■ **WORK TASK**:
Search the material for "rough" and copy each line in which it is found.

■ **RECORDS FOR THE TASK**:

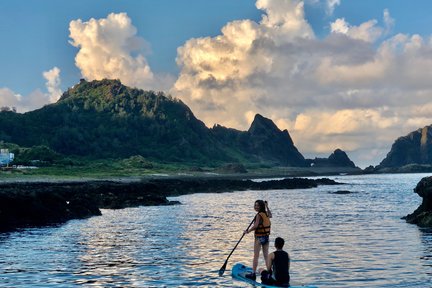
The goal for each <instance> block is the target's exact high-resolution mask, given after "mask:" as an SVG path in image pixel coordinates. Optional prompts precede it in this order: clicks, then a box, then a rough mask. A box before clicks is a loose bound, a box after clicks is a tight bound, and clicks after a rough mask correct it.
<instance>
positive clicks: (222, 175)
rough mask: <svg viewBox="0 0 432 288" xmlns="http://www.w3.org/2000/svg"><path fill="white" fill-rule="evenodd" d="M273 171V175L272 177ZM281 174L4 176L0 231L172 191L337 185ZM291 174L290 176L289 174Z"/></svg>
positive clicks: (153, 198) (269, 187) (162, 194)
mask: <svg viewBox="0 0 432 288" xmlns="http://www.w3.org/2000/svg"><path fill="white" fill-rule="evenodd" d="M269 176H271V177H269ZM280 176H281V175H250V174H249V175H234V174H230V175H201V176H196V175H195V176H190V175H167V176H165V175H163V176H162V175H146V176H145V177H136V176H133V177H110V178H106V179H92V178H82V177H80V178H70V179H69V178H58V177H54V178H50V177H29V178H26V179H24V178H21V177H19V178H15V179H11V178H8V179H4V178H3V179H0V231H10V230H14V229H16V228H19V227H29V226H45V225H52V224H61V223H65V222H67V221H68V220H71V219H83V218H88V217H92V216H97V215H101V212H100V209H122V208H126V207H136V206H149V205H152V206H154V205H173V204H180V203H178V202H171V201H169V200H168V199H167V197H169V196H178V195H184V194H191V193H198V192H199V193H220V192H232V191H241V190H247V189H258V190H269V189H306V188H312V187H316V186H317V185H336V184H338V183H336V182H335V181H333V180H330V179H328V178H321V179H307V178H283V179H278V180H268V181H260V182H256V181H252V180H250V179H254V178H258V177H260V178H282V177H280ZM287 177H289V176H287Z"/></svg>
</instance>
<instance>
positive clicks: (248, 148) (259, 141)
mask: <svg viewBox="0 0 432 288" xmlns="http://www.w3.org/2000/svg"><path fill="white" fill-rule="evenodd" d="M211 130H212V132H213V135H215V136H216V137H217V138H218V139H219V140H220V141H222V142H223V144H224V145H227V146H232V147H234V148H235V149H237V150H241V151H244V152H245V153H247V155H250V156H252V157H253V159H254V160H255V161H258V162H269V161H270V162H271V163H273V164H276V165H277V164H280V165H284V166H297V167H304V166H306V161H305V159H304V157H303V155H301V154H300V152H299V151H298V150H297V148H296V147H295V146H294V143H293V141H292V139H291V137H290V135H289V133H288V131H287V130H283V131H281V130H280V129H279V128H278V127H277V126H276V125H275V124H274V123H273V121H271V120H270V119H268V118H265V117H263V116H261V115H260V114H257V115H255V118H254V120H253V122H252V124H251V126H250V128H249V130H248V131H237V130H235V129H230V128H226V127H223V126H220V125H215V126H214V127H213V128H212V129H211Z"/></svg>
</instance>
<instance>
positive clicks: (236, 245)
mask: <svg viewBox="0 0 432 288" xmlns="http://www.w3.org/2000/svg"><path fill="white" fill-rule="evenodd" d="M254 220H255V217H254V219H252V221H251V223H250V224H249V226H248V228H246V230H247V229H249V227H250V226H251V225H252V223H253V221H254ZM244 235H245V234H244V233H243V234H242V237H240V239H239V241H238V242H237V244H236V246H234V248H233V250H231V253H230V254H229V255H228V257H227V260H225V263H224V265H222V267H221V269H220V270H219V276H222V275H223V273H225V269H226V265H227V264H228V259H229V257H231V254H232V253H233V252H234V250H235V249H236V248H237V246H238V244H239V243H240V241H241V239H243V236H244Z"/></svg>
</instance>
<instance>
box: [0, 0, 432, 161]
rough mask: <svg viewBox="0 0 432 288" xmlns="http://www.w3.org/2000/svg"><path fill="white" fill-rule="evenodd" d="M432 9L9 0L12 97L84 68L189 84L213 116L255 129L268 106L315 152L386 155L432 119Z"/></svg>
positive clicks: (199, 113) (270, 1) (138, 76)
mask: <svg viewBox="0 0 432 288" xmlns="http://www.w3.org/2000/svg"><path fill="white" fill-rule="evenodd" d="M430 11H432V2H431V1H428V0H417V1H415V2H413V1H402V0H306V1H304V2H302V1H298V0H257V1H254V0H217V1H216V0H215V1H210V0H209V1H204V0H188V1H175V0H157V1H156V0H141V1H128V0H116V1H114V0H92V1H88V0H75V1H58V0H25V1H24V0H13V1H12V0H11V1H1V2H0V36H1V53H0V63H1V69H0V106H14V107H17V108H18V112H25V111H28V110H33V109H37V108H40V107H42V106H43V105H45V104H48V103H52V102H54V101H55V100H56V99H57V98H58V96H59V95H60V94H61V92H62V91H65V90H66V89H67V88H68V87H71V86H73V85H74V84H76V83H78V81H79V79H80V78H82V77H84V78H87V79H88V80H93V79H98V78H105V77H106V78H119V79H120V80H121V81H122V82H123V83H125V84H127V85H129V86H136V87H139V88H142V89H155V90H159V89H160V90H164V91H166V92H167V93H170V94H172V95H173V96H175V97H178V98H180V99H181V100H182V101H184V102H185V103H186V104H188V105H189V106H190V107H191V108H192V110H193V112H194V113H195V114H196V115H197V117H198V118H199V119H201V120H203V121H204V122H205V123H206V124H207V125H208V126H210V127H211V126H212V125H213V124H215V123H219V124H222V125H225V126H228V127H233V128H237V129H242V130H244V129H247V128H248V125H250V121H251V119H252V118H253V115H254V114H255V113H261V114H262V115H264V116H266V117H269V118H271V119H273V120H274V121H275V123H276V124H277V125H278V126H279V127H280V128H281V129H288V131H289V132H290V134H291V135H292V137H293V139H294V141H295V144H296V146H297V147H298V148H299V150H300V151H301V152H302V153H303V154H305V155H306V156H307V157H315V156H320V157H321V156H328V155H329V154H330V153H331V152H332V151H333V150H334V149H336V148H341V149H343V150H345V151H347V152H348V154H349V156H350V157H351V158H352V159H353V160H354V161H355V162H356V164H359V165H360V166H366V165H368V164H373V165H376V164H378V163H379V161H380V160H382V158H383V157H384V156H385V154H386V153H387V152H388V151H389V149H390V146H391V144H392V142H393V141H394V140H395V139H396V138H397V137H399V136H403V135H405V134H407V133H408V132H411V131H413V130H416V129H418V128H421V127H423V126H425V125H430V124H432V116H429V115H432V113H430V112H432V103H431V101H430V100H431V99H432V96H431V95H432V86H430V85H429V83H430V82H431V83H432V81H430V80H429V79H430V78H429V76H431V77H432V75H430V74H431V72H429V71H432V60H429V59H430V57H431V56H430V55H432V45H431V40H430V37H431V35H432V31H431V30H432V29H431V28H430V27H432V17H430V15H429V14H430ZM110 15H111V16H110ZM263 17H264V18H263ZM91 19H93V20H91ZM104 23H105V24H107V25H105V24H104ZM122 23H123V24H125V26H122V27H120V28H119V27H117V26H116V25H120V26H121V25H122ZM72 27H74V28H73V29H74V30H73V31H74V32H73V35H72V32H71V31H72V30H71V29H72ZM95 27H99V30H97V31H98V32H97V33H98V34H97V35H96V34H92V32H91V31H92V30H91V29H95ZM101 27H108V28H104V29H105V30H104V29H102V28H101ZM116 27H117V28H116ZM126 34H127V35H126ZM121 35H125V36H121ZM110 37H112V38H110ZM122 41H123V42H122ZM117 44H118V45H117ZM104 45H105V46H104ZM102 46H103V48H101V47H102ZM98 49H103V51H105V52H103V53H101V51H102V50H101V51H99V50H98ZM116 53H117V54H116ZM104 61H105V62H104ZM108 63H110V64H108ZM113 63H115V64H113ZM113 65H114V66H113ZM115 65H118V66H115ZM401 71H402V72H403V73H402V72H401ZM429 93H431V94H429ZM370 139H374V141H370ZM371 142H373V143H371Z"/></svg>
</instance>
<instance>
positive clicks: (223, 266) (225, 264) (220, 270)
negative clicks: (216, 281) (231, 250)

■ **REPLY**:
The goal for each <instance> block is the target's exact high-resolution mask, given after "mask:" as an SVG path in image pixel coordinates. Optional prompts precede it in this order: clicks, then a box, then a rough mask. A box before clicks is a loose bound, a box after clicks is a tight bound, and clicks after a rough mask correct it.
rough mask: <svg viewBox="0 0 432 288" xmlns="http://www.w3.org/2000/svg"><path fill="white" fill-rule="evenodd" d="M273 171V175L272 177ZM281 174L4 176L0 231L172 191L337 185ZM291 174L290 176L289 174Z"/></svg>
rough mask: <svg viewBox="0 0 432 288" xmlns="http://www.w3.org/2000/svg"><path fill="white" fill-rule="evenodd" d="M432 9L9 0L12 97L84 68L189 84L213 116L255 129L268 106L315 152L386 155L432 119Z"/></svg>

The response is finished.